▶ Estratto del documento
Dopo avere investito non poche risorse politiche nella strategia del campo largo, il Pd si ritrova senza strategia e con l’ex alleato nel ruolo di avversario. Almeno per ora la via del campo largo sembra impraticabile. Per il Pd il problema più complesso è la risposta al nuovo scenario che si sta delineando. E decidere come muoversi. Il partito della Schlein ha commesso due errori di fondo, ma ha ragione sulla strategia elettorale che ha indicato: l’unità delle forze del centro-sinistra contro la destra. Per questo occorre innanzitutto decifrare la fase che è cominciata ed evitare di parlare di una sorpresa del M5S che non si poteva prevedere.
Gli effetti di un terremoto: la de-istituzionalizzazione
Il Pd non sembra avere considerato adeguatamente il quadro di profonda instabilità che ha investito il sistema politico italiano. Non ha assimilato la convinzione che l’instabilità fosse cronica e potesse danneggiare più l’area progressista che quella conservatrice, che pure è pervasa da divisioni. A destra, infatti, sembra essere stata in parte riassorbita la destrutturazione attuata dagli elettori con un successivo riallineamento. Le prossime elezioni europee dovrebbero incaricarsi di confermare i nuovi rapporti di forze. In questo quadro, il punto di riferimento della destra è ormai Giorgia Meloni, il perno dell’alleanza è diventato FdI. Nel centro-sinistra, invece, le scosse proseguono, mentre sembra lontano l’assestamento con un partito egemone e una leadership riconosciuta, come sta avvenendo a destra sia pure tra molte tensioni. Gli effetti si vedono.

▶ Esercizio
Riprendi l'articolo qui sopra sul Pd dopo la fine del campo largo e continualo subito dopo la frase «Gli effetti si vedono.».

▶ Righe fornite
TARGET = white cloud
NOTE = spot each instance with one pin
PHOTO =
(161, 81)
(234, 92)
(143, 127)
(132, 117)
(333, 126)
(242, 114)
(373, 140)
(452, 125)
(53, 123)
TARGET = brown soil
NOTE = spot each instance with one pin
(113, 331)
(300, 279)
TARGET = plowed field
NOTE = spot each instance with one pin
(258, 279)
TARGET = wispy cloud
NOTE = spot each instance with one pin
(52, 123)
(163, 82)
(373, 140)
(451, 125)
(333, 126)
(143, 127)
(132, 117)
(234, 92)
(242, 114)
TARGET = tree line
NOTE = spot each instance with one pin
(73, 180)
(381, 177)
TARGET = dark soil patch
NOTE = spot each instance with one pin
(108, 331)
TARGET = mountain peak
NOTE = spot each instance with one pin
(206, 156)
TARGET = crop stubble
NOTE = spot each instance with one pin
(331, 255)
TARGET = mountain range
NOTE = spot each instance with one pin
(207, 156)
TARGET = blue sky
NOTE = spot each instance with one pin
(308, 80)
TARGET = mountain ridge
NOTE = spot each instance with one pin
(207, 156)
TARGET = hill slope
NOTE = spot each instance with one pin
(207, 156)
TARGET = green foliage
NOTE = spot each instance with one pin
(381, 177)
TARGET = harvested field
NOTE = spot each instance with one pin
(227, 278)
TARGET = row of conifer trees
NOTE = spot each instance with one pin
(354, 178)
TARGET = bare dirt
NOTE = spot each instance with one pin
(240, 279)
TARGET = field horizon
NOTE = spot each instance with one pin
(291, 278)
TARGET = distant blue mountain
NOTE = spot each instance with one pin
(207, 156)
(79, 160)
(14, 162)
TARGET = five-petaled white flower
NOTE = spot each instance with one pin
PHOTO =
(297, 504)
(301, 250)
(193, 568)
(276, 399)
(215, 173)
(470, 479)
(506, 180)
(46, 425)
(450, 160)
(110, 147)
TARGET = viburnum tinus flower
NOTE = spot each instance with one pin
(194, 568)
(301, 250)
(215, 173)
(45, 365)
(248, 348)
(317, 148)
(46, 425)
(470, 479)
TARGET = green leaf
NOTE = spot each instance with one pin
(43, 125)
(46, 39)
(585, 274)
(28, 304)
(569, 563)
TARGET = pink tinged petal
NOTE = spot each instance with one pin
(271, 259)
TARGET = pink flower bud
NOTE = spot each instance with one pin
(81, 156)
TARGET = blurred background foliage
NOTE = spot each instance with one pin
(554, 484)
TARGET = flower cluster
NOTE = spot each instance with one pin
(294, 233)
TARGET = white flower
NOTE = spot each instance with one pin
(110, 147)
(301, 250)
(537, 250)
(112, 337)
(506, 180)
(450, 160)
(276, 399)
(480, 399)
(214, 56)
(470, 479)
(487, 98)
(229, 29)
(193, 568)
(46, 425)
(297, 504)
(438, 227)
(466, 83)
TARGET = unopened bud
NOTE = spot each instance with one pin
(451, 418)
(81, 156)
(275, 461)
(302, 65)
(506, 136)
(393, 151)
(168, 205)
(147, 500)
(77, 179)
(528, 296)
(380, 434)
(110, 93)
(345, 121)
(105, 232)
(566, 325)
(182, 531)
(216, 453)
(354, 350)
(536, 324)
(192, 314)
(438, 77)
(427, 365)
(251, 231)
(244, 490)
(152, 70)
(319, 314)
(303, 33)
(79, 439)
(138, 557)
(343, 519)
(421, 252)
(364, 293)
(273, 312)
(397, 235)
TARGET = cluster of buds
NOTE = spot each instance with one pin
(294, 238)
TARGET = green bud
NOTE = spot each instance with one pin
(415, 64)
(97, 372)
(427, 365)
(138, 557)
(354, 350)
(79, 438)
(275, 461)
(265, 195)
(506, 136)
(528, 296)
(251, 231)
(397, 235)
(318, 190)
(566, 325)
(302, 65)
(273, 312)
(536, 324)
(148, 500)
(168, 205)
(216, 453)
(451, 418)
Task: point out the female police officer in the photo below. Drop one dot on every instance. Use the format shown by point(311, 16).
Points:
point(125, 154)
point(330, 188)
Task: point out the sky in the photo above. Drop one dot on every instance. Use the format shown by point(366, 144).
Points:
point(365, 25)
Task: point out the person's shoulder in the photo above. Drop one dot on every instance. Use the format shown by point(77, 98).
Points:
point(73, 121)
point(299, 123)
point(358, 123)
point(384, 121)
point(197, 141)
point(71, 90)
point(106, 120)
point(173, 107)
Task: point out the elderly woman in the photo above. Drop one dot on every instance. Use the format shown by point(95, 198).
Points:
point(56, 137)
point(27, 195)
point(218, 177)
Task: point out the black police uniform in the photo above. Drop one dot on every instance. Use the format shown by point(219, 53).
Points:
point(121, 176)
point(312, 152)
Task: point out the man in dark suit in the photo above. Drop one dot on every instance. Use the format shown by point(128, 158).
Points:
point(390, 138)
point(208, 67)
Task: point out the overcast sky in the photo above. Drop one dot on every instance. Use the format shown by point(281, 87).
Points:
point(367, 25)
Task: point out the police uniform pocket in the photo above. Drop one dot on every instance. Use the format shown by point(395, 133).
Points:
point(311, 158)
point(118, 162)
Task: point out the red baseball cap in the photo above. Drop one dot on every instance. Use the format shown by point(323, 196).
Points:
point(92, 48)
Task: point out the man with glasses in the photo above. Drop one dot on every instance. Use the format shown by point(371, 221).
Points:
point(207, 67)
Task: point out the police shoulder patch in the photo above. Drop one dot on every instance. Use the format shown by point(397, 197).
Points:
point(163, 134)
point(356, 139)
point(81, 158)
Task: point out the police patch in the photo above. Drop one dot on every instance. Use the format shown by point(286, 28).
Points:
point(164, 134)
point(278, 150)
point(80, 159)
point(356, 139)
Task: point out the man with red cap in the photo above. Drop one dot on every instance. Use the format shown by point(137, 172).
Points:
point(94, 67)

▶ Risposta scritta
Gli studiosi di scienza politica definiscono questa condizione di cambiamento continuo del sistema dei partiti con il termine di de-istituzionalizzazione. In particolare, ne hanno esaminato la questione i professori Chiaramonte e De Sio nel loro ultimo, importante libro, Un Polo solo, edito da Il Mulino, dedicato alle elezioni del 2022.
La de-istituzionalizzazione si caratterizza per i frequenti cambiamenti nei rapporti di forza tra i partiti, per l’imprevedibilità degli accadimenti in cui emergono nuove organizzazioni, nuovi leader, si configurano coalizioni diverse. Questo stato perdura nel tempo e richiede di essere analizzato in un’ottica di lungo periodo. Quello che occorre sottolineare è che nella de-istituzionalizzazione si fuoriesce da un sistema di partiti, che ha una forma e delle proprietà, ma non viene sostituito da un sistema differente. Si entra in una sorta di non-sistema fino a quando il processo di de-istituzionalizzazione non cambia direzione e si arresta. In Italia nel 1994, con l’ascesa di Berlusconi, e soprattutto tra il 2013 e il 2022, c’è stata la più forte tempesta elettorale d’Europa. Gli studiosi hanno elaborato degli indici con cui misurare questa crisi: la volatilità del sistema dei partiti, la sua alterazione, la sua innovazione accumulata. Tutti i dati, spiegano i professori Chiaramonte e De Sio, ci avvertono che nel 2013, poi nel seguito del 2018 con una sostanziale continuità dell’offerta politica, fino al 2022, l’Italia ha vissuto un terremoto politico che non ha eguali in Europa, neppure in Paesi come la Francia che pure hanno conosciuto profondi cambiamenti.
A destra assegnata l’eredità di Berlusconi, a sinistra conflitto tra eredi
È in questa prospettiva longitudinale, come la definiscono gli studiosi, cioè, misurata sull’arco di più elezioni, che occorre inquadrare la sorpresa di Bari da parte di Conte.
A destra il tema politico decisivo è l’assegnazione della eredità politica di Berlusconi. I recenti cambiamenti con l’ascesa della Meloni sembrano essersi stratificati. Le elezioni europee potrebbero convalidare l’idea che l’eredità politica del Cavaliere per ora è stata assegnata.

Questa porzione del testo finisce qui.